→ **GIVEN RECORDS**:
+ + + + +
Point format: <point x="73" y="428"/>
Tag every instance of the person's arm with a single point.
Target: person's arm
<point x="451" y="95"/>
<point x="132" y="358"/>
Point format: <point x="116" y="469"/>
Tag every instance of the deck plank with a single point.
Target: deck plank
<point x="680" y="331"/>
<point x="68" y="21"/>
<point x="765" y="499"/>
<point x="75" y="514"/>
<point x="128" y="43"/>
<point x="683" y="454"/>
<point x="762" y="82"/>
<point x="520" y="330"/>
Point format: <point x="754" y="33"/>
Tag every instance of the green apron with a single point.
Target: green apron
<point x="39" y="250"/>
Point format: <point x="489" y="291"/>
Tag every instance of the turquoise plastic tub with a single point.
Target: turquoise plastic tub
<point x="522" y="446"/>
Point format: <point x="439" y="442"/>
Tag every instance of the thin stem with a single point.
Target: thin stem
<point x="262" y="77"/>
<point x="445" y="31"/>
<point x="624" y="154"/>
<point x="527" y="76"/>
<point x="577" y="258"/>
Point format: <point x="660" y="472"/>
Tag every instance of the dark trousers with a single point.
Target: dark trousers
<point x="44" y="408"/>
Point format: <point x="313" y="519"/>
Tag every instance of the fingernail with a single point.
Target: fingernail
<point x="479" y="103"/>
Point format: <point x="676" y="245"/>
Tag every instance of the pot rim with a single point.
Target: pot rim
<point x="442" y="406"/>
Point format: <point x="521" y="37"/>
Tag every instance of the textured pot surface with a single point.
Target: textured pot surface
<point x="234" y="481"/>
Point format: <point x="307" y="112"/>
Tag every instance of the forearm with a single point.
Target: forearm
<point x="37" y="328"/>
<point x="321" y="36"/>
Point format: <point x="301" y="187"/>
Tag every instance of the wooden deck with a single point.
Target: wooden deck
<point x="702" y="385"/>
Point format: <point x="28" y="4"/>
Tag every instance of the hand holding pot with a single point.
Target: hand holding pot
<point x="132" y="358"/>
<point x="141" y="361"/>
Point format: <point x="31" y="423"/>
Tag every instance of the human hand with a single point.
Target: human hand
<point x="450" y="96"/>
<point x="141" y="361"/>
+ + + + +
→ **PROBLEM DESCRIPTION**: Copy out each record, keeping every word as it is.

→ **FINISHED TASK**:
Point format: <point x="73" y="428"/>
Tag every instance of the person's arm with a single point.
Target: person's arm
<point x="451" y="95"/>
<point x="132" y="358"/>
Point format: <point x="116" y="469"/>
Tag every instance of the deck plank with a single point.
Target: deck plank
<point x="680" y="331"/>
<point x="68" y="21"/>
<point x="765" y="499"/>
<point x="75" y="514"/>
<point x="128" y="43"/>
<point x="683" y="454"/>
<point x="762" y="82"/>
<point x="520" y="330"/>
Point format: <point x="754" y="33"/>
Tag every instance of the green apron with a single point.
Target: green apron
<point x="39" y="250"/>
Point format: <point x="489" y="291"/>
Tag every instance of the turquoise plastic tub with a single point.
Target: turquoise plastic tub
<point x="522" y="446"/>
Point format: <point x="439" y="442"/>
Tag every instance of the thin stem with a single point.
Target: thin stem
<point x="262" y="77"/>
<point x="445" y="31"/>
<point x="624" y="154"/>
<point x="527" y="76"/>
<point x="577" y="258"/>
Point format: <point x="660" y="472"/>
Tag every instance of the dark trousers with a single point.
Target: dark trousers
<point x="44" y="408"/>
Point format: <point x="313" y="519"/>
Tag every instance of the fingernail with a single point.
Target: fingernail
<point x="479" y="103"/>
Point format: <point x="676" y="245"/>
Tag every instance of the pot rim with a single point.
Target: pot rim
<point x="442" y="406"/>
Point format: <point x="521" y="37"/>
Tag every instance of the textured pot surface with a single point.
Target: textured pot surface
<point x="234" y="481"/>
Point format: <point x="307" y="112"/>
Tag every instance of the forearm with a single point.
Target: forearm
<point x="37" y="328"/>
<point x="321" y="36"/>
Point format: <point x="301" y="187"/>
Tag every instance of the wooden deck with a single point.
Target: wooden deck
<point x="702" y="385"/>
Point format: <point x="28" y="4"/>
Tag every instance of the hand holding pot with a single point.
Target: hand holding pot
<point x="132" y="358"/>
<point x="141" y="361"/>
Point format: <point x="31" y="423"/>
Tag every instance of the human hand with a single point.
Target: human hand
<point x="450" y="96"/>
<point x="141" y="361"/>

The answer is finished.